> TASK OBJECTIVE:
According to the page about the film Sophie Scholl–The Final Days, on what date was Sophie Scholl executed?

> PAGE EXCERPT:
Sophie Scholl–The Final Days: Rothemund’s Oscar Nominated German Drama of Resistance Member

Sophie Scholl–The Final Days, the German historical drama, is directed by Marc Rothemund and written by Fred Breinersdorfer.

It tells the story of the last days in the life of Sophie Scholl, a 21-year-old member of the anti-Nazi non-violent student resistance group the White Rose, part of the German Resistance movement.  Found guilty of high treason by the People’s Court, she was executed the same day, February 22, 1943.

World premiering at the 55th Berlin Film Fest in 2005, it won Silver Bear awards for Best Director and Best Actress (Julia Jentsch).

It was nominated for the Best Foreign Language Film Oscar.

The Film’s Focus

Marc Rothemund: Our film focuses on Sophie Scholl’s last six days, from the preparation of the leaflet operation at the university of Munich to her capture, interrogation, sentencing, and execution. It is an extreme situation in which we also become acquainted with her character, her past, and the ideas of the White Rose.

> ENTRIES SHOWN:
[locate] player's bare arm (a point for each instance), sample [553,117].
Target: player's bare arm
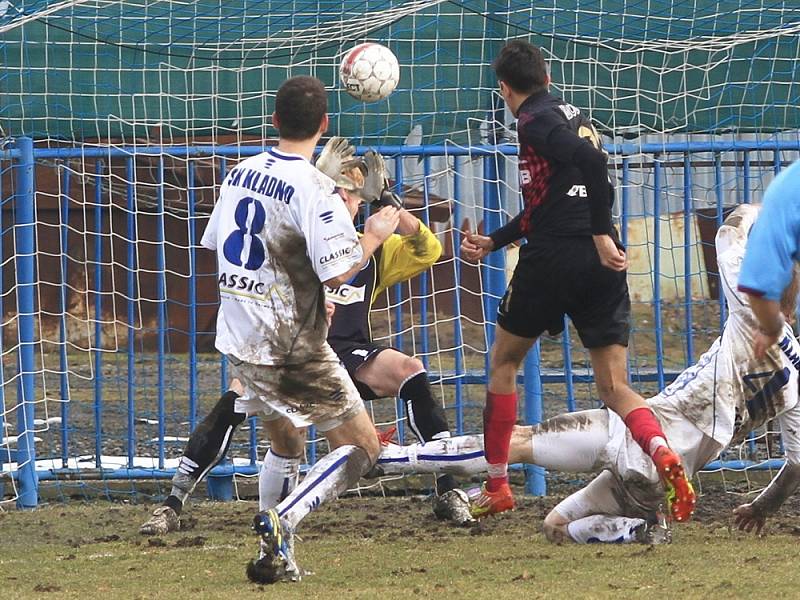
[752,516]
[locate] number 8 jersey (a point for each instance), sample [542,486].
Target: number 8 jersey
[279,231]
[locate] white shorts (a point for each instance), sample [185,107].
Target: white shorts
[318,392]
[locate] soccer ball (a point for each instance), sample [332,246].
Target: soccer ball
[369,72]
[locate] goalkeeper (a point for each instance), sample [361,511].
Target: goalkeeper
[710,406]
[377,371]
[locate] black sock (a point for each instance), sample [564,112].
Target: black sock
[445,483]
[425,415]
[207,445]
[174,503]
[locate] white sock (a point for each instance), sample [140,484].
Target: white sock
[656,443]
[462,455]
[604,528]
[276,479]
[331,476]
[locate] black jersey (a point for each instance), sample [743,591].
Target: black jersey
[399,258]
[554,188]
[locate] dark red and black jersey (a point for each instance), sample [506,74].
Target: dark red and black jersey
[552,179]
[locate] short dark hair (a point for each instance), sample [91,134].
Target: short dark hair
[521,66]
[300,106]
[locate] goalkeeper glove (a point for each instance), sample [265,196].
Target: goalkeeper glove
[376,185]
[336,158]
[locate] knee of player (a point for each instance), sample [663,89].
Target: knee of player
[609,390]
[554,528]
[287,441]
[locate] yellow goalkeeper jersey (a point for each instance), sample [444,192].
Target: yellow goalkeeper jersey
[399,258]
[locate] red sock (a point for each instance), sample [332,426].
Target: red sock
[644,428]
[499,418]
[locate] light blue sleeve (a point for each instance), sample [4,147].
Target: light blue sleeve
[774,242]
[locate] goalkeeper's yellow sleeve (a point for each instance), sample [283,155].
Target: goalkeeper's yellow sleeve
[404,256]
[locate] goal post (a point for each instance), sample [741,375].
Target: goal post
[130,112]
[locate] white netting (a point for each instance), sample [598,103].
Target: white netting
[117,243]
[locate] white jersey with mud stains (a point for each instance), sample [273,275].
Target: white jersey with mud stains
[279,230]
[728,392]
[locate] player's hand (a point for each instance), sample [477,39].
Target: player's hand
[330,308]
[382,223]
[747,518]
[475,246]
[611,256]
[374,177]
[337,156]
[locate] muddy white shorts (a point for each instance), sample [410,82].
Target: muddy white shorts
[317,392]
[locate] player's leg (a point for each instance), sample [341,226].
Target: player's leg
[318,392]
[594,514]
[609,364]
[571,442]
[499,418]
[207,445]
[390,373]
[280,469]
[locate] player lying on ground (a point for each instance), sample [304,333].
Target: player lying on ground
[378,371]
[572,263]
[710,406]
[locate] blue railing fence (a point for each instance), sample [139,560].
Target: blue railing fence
[145,361]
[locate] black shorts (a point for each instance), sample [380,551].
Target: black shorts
[561,276]
[353,355]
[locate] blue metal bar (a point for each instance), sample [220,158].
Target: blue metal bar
[250,470]
[457,324]
[423,277]
[63,376]
[566,350]
[193,300]
[5,455]
[98,311]
[720,211]
[624,149]
[397,338]
[626,200]
[657,270]
[25,251]
[133,293]
[688,227]
[161,318]
[746,177]
[397,316]
[534,475]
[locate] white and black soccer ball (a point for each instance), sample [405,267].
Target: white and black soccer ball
[369,72]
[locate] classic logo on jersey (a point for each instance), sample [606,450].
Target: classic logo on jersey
[569,111]
[241,284]
[261,183]
[335,256]
[250,218]
[346,294]
[578,190]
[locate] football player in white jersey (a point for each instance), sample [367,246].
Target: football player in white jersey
[377,371]
[280,232]
[710,406]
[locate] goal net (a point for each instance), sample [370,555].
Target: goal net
[137,109]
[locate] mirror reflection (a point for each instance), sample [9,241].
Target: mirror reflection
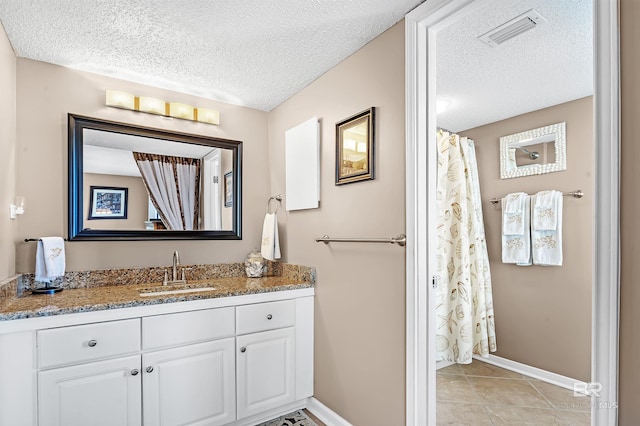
[174,182]
[533,152]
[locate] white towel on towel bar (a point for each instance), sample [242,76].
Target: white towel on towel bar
[270,247]
[517,248]
[513,213]
[547,243]
[545,211]
[50,259]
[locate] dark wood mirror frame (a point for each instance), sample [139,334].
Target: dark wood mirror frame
[78,123]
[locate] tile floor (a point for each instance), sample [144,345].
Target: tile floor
[481,394]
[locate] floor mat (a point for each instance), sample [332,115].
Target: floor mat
[297,418]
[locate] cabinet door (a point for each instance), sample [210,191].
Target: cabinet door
[190,385]
[266,369]
[102,393]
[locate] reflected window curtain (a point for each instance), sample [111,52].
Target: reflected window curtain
[464,302]
[173,184]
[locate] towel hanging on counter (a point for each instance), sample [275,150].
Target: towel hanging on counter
[516,235]
[50,259]
[270,247]
[546,228]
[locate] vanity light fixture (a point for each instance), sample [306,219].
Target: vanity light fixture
[119,99]
[152,105]
[124,100]
[180,110]
[17,208]
[205,115]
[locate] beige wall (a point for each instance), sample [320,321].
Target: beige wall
[8,147]
[137,201]
[46,93]
[543,314]
[360,308]
[629,409]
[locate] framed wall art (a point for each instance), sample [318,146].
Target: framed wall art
[355,148]
[108,202]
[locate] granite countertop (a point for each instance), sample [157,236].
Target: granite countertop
[98,298]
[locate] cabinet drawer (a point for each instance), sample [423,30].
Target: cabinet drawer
[187,327]
[76,344]
[265,316]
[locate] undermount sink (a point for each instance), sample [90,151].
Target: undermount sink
[175,289]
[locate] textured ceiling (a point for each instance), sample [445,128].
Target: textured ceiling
[549,65]
[255,53]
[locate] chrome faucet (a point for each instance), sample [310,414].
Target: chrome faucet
[176,263]
[174,272]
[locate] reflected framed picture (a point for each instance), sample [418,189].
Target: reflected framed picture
[107,202]
[228,189]
[355,148]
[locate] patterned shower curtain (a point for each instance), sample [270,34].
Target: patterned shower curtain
[464,302]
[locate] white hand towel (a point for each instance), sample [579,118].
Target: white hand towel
[547,244]
[517,248]
[545,211]
[270,248]
[513,213]
[50,260]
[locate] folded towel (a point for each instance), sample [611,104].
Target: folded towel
[517,248]
[513,213]
[50,261]
[545,212]
[547,244]
[270,241]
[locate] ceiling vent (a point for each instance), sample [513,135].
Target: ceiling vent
[512,28]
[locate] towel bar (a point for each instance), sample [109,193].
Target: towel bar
[278,199]
[400,240]
[578,193]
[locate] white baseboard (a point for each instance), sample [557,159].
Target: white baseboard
[325,414]
[527,370]
[443,364]
[270,414]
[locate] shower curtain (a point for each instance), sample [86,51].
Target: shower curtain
[464,302]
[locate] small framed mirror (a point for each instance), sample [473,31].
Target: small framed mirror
[354,148]
[534,152]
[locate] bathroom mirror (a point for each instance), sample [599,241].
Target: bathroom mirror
[174,183]
[534,152]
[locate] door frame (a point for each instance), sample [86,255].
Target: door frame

> SOLUTION:
February 22, 1943.